[START AVAILABLE RECORDS]

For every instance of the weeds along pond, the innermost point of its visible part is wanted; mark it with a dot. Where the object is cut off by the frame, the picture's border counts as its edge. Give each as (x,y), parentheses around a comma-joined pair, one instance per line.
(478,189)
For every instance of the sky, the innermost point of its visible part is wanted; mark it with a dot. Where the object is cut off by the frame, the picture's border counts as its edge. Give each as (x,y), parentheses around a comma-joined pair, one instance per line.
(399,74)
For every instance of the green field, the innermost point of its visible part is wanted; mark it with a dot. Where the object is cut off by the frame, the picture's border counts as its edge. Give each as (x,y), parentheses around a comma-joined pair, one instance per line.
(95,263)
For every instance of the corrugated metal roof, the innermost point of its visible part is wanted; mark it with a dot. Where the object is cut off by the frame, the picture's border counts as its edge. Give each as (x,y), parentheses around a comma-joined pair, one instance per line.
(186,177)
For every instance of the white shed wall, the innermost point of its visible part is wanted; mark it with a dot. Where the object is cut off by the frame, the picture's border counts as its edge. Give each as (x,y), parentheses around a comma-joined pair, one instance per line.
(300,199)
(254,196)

[END AVAILABLE RECORDS]
[START AVAILABLE RECORDS]

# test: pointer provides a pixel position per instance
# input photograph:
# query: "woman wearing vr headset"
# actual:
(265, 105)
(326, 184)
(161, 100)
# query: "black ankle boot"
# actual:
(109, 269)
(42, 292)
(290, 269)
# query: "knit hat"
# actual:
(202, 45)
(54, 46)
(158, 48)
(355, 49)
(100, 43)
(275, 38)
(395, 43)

[END AVAILABLE RECORDS]
[START AVAILABLE RECORDS]

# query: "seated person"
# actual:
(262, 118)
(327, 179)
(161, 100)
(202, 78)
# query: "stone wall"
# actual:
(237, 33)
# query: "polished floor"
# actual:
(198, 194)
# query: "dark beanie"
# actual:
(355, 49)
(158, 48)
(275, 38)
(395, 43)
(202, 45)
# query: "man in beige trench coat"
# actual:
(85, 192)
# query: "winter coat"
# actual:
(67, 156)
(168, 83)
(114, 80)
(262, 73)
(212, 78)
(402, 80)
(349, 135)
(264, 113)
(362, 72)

[END AVAILABLE RECORDS]

Gather every line of the material above that contains the string "query". Case must match.

§ **THE OUTPUT**:
# query: "woman wearing vr headset"
# query: "black ankle boot"
# query: "knit hat"
# query: "seated person"
# query: "stone wall"
# query: "polished floor"
# query: "dark beanie"
# query: "man in beige trench coat"
# query: "winter coat"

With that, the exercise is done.